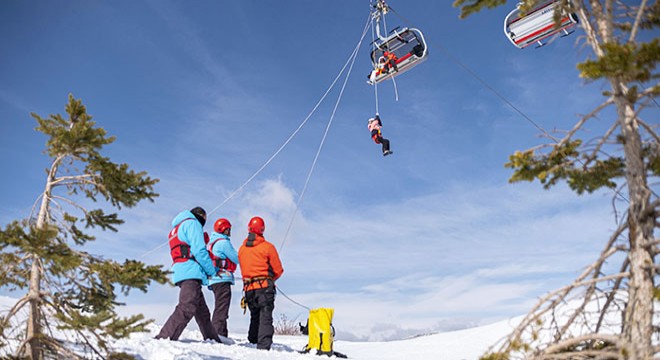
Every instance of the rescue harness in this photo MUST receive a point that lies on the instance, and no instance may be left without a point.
(221, 264)
(179, 250)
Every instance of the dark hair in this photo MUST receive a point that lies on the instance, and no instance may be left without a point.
(200, 214)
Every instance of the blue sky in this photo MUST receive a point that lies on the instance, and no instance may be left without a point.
(201, 93)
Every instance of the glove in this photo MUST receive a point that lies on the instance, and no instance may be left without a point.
(243, 304)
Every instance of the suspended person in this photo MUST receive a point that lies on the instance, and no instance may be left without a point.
(191, 268)
(260, 266)
(225, 259)
(374, 127)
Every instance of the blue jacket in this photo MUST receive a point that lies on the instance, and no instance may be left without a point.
(224, 250)
(192, 233)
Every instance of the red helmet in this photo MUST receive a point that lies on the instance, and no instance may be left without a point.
(221, 225)
(256, 225)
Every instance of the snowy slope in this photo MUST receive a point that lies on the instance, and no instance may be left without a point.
(457, 345)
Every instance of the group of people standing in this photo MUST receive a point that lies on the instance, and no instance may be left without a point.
(201, 260)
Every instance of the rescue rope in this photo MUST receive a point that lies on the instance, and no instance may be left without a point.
(373, 49)
(350, 60)
(484, 83)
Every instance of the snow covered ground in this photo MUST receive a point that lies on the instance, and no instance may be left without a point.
(466, 344)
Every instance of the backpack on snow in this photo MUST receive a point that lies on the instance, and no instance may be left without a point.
(321, 332)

++++++++++++++++++++

REQUIREMENTS:
Please rewrite the rows starting at the line that has "Every instance of the snow covered" and stopping after the last row, with "receive" replaced by "get" and everything else left unchanged.

TASK OUTPUT:
Every instance of the snow covered ground in this photo MUST get a point that lies on the instance, and no instance may be left without a point.
(466, 344)
Every instance of the backpack on snow in this photo MUST get a point that lies on the instance, and no instance may be left without a point.
(321, 332)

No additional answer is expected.